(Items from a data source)
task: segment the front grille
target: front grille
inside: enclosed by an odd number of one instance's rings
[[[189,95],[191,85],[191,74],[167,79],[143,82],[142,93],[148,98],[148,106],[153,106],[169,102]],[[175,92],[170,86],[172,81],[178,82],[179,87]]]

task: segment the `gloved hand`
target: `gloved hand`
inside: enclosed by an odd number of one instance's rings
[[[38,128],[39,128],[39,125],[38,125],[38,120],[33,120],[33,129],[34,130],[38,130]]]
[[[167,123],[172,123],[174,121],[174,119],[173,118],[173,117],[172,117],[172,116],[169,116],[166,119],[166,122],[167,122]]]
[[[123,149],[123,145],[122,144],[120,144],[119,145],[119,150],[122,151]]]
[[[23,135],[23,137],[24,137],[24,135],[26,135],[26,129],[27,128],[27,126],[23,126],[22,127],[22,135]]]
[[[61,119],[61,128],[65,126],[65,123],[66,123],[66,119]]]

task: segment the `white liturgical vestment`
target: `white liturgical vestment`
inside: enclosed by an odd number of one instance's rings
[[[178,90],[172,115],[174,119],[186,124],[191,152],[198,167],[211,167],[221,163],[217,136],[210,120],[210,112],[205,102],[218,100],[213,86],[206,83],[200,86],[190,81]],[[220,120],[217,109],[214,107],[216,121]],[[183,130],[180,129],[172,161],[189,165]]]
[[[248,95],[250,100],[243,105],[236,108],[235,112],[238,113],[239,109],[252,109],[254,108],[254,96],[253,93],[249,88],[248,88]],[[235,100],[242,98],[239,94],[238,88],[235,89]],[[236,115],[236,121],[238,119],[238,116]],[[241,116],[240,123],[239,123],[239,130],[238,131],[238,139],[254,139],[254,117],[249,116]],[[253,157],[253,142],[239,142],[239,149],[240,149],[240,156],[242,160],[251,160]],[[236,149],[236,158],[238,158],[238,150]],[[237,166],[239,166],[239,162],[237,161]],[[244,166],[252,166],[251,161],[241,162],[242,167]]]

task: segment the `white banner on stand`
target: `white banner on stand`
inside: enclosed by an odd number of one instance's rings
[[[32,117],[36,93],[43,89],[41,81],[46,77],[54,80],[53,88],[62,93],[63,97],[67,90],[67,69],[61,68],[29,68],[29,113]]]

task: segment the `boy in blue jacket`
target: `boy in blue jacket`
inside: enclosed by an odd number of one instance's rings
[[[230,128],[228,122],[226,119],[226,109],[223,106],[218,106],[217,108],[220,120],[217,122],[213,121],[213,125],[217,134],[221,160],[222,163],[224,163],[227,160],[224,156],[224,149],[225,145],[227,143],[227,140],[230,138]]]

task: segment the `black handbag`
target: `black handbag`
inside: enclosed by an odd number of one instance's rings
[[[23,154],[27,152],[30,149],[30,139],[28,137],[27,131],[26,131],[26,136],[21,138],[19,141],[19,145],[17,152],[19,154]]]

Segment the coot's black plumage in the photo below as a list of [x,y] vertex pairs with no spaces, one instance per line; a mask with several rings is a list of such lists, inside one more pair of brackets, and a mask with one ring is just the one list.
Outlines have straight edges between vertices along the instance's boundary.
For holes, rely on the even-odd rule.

_The problem_
Reproduce every line of this listing verbatim, without changing anything.

_Correct output_
task: segment the front grille
target: front grille
inside: enclosed by an odd number of one instance's rings
[[[189,95],[191,85],[191,74],[167,79],[143,82],[142,93],[148,98],[148,106],[153,106],[169,102]],[[175,92],[170,86],[172,81],[178,82],[179,87]]]

task: segment the `gloved hand`
target: `gloved hand`
inside: enclosed by an odd number of one instance's rings
[[[38,128],[39,128],[39,125],[38,125],[38,120],[33,120],[33,129],[34,130],[38,130]]]
[[[167,123],[172,123],[174,121],[174,119],[173,118],[173,117],[172,117],[172,116],[169,116],[166,119],[166,122],[167,122]]]
[[[123,149],[123,145],[122,144],[120,144],[119,145],[119,150],[122,151]]]
[[[23,135],[23,137],[24,137],[24,135],[26,135],[26,129],[27,128],[27,126],[23,126],[22,127],[22,135]]]
[[[61,119],[61,128],[65,126],[65,123],[66,123],[66,119]]]

task: segment the `white liturgical vestment`
target: `white liturgical vestment`
inside: enclosed by an odd number of one instance's rings
[[[178,90],[172,115],[174,119],[186,124],[191,152],[198,167],[211,167],[221,163],[217,136],[210,120],[210,112],[205,102],[218,100],[213,86],[206,83],[200,86],[190,81]],[[220,120],[217,109],[214,107],[216,121]],[[183,130],[180,129],[172,161],[189,165]]]
[[[248,95],[250,100],[243,105],[236,108],[235,112],[238,113],[239,109],[252,109],[254,108],[254,96],[253,93],[249,88],[248,88]],[[235,100],[242,98],[239,94],[238,88],[235,89]],[[236,115],[236,121],[238,119],[238,116]],[[241,116],[240,123],[239,123],[239,130],[238,131],[238,139],[254,139],[254,117],[249,116]],[[253,157],[253,142],[239,142],[239,149],[240,149],[240,156],[242,160],[251,160]],[[236,149],[236,158],[238,158],[238,150]],[[237,166],[239,166],[239,162],[237,161]],[[244,166],[252,166],[251,161],[241,162],[242,167]]]

task: segment the `white banner on stand`
target: `white banner on stand`
inside: enclosed by an odd number of one instance's rings
[[[32,117],[36,93],[43,89],[41,81],[46,77],[54,80],[53,88],[62,93],[63,97],[67,90],[67,69],[61,68],[29,68],[29,113]]]

task: segment the `boy in blue jacket`
target: `boy in blue jacket`
inside: enclosed by an odd number of one instance's rings
[[[230,128],[228,122],[226,119],[226,109],[223,106],[218,106],[217,108],[220,120],[217,122],[213,121],[213,125],[217,134],[221,160],[222,163],[224,163],[227,160],[224,156],[224,149],[225,145],[227,143],[227,140],[230,138]]]

task: segment the `black handbag`
target: `black handbag`
inside: enclosed by an odd number of one instance's rings
[[[23,154],[27,152],[30,149],[30,139],[28,137],[27,131],[26,131],[26,136],[21,138],[19,141],[19,145],[17,152],[19,154]]]

Segment the coot's black plumage in the photo below as a list of [x,y] vertex pairs with no spaces, one instance per line; a mask with several rings is a list of such lists, inside one more pair of brackets, and a mask with one ring is just the one list.
Outlines have straight edges between vertices along the instance's boundary.
For holes, rely on the even-odd rule.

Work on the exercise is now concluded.